Reproduce the lines starting with the one that contains "If you could mark the hanging" and continuing through the end of the records, leaving every request as it stands. In the answers only, scale each point coordinate by 1.8 and round it to a whole number, with halves rounded up.

==== Listed entries ====

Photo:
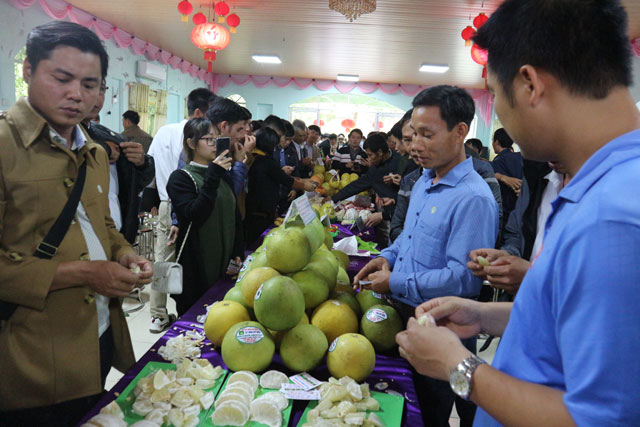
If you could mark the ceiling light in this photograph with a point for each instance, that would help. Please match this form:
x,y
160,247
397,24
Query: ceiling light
x,y
348,78
434,68
267,59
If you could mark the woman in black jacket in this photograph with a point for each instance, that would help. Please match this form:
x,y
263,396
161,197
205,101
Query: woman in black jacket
x,y
210,226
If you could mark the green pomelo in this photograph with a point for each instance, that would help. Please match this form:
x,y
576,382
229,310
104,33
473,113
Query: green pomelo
x,y
342,258
289,250
368,299
247,346
313,287
303,347
348,299
380,324
252,281
279,303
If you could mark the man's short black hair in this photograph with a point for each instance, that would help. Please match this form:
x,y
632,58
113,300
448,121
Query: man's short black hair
x,y
43,39
132,116
503,138
475,143
226,110
582,43
200,99
356,130
289,129
315,128
375,143
275,123
267,140
456,105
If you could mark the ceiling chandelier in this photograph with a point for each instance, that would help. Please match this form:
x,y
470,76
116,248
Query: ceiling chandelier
x,y
351,9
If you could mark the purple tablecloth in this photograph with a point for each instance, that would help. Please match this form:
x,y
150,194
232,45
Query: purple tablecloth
x,y
394,371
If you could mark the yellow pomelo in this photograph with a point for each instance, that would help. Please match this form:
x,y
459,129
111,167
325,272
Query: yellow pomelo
x,y
222,316
247,346
289,250
351,355
380,324
334,318
303,347
252,281
279,303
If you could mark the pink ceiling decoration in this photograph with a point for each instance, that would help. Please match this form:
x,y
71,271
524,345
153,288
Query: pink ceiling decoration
x,y
60,9
482,98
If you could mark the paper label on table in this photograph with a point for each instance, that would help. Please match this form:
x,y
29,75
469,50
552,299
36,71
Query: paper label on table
x,y
376,315
249,335
305,381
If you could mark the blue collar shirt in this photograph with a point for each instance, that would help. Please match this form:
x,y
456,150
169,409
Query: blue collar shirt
x,y
575,324
444,222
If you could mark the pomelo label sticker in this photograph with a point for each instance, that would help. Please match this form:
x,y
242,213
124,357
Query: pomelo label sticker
x,y
258,294
376,315
249,335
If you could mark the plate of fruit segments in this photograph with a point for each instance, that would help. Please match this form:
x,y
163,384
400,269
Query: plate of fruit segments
x,y
127,397
286,412
390,413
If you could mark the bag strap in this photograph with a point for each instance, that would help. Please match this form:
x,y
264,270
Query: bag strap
x,y
189,227
49,245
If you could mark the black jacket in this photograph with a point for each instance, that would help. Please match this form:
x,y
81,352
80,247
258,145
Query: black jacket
x,y
374,178
131,178
522,225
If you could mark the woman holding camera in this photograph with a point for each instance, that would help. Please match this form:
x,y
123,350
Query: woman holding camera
x,y
202,197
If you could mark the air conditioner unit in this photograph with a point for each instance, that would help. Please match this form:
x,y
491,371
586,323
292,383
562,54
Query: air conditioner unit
x,y
151,71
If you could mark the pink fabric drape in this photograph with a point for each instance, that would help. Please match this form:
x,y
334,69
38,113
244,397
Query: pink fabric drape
x,y
482,98
60,9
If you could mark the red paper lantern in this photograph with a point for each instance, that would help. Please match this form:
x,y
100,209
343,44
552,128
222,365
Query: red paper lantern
x,y
185,8
233,20
467,34
348,123
480,20
479,55
221,9
210,37
199,18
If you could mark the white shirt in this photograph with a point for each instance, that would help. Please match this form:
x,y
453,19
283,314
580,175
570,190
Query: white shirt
x,y
96,251
551,191
166,149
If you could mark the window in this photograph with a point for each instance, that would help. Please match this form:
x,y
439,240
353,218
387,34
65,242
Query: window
x,y
21,85
238,99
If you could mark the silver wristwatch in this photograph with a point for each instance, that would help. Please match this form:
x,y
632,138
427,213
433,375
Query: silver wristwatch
x,y
460,376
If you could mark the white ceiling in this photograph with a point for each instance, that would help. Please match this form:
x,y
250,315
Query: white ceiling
x,y
313,41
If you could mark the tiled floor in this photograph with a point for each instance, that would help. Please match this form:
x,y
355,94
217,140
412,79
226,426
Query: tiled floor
x,y
142,340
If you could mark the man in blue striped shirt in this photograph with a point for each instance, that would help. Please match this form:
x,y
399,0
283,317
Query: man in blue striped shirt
x,y
451,210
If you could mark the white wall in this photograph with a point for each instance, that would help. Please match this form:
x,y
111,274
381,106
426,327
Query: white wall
x,y
16,24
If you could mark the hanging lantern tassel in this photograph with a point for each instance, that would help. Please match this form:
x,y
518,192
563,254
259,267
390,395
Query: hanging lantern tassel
x,y
233,20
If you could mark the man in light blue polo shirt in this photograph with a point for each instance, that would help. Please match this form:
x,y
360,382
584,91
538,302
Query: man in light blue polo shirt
x,y
451,209
570,341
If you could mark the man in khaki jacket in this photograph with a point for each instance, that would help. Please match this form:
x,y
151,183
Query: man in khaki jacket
x,y
68,328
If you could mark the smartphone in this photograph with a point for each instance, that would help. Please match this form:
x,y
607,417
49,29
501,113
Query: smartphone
x,y
222,143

====

Correct output:
If you could mark the hanging lantern tassel in this photograph with a point for each instance, that would help. Please match this form:
x,y
518,192
563,254
259,267
390,395
Query: hanging lantern tassel
x,y
419,36
If you could mark the man in light blue polo shirt in this photograph with a point for each instance, that would help. Please match this form:
x,y
360,382
584,91
538,302
Query: man in light blue polo shirt
x,y
812,376
1026,614
If you could mark the man in khaki jacket in this photograph with a point for each instance, that would help. Please match this form:
x,y
151,183
Query: man in khaki jacket
x,y
122,590
If you could mark the smartphone in this photograph with a point for each instance, that would help. Please match this form:
x,y
607,417
49,29
501,113
Query: smartphone
x,y
400,257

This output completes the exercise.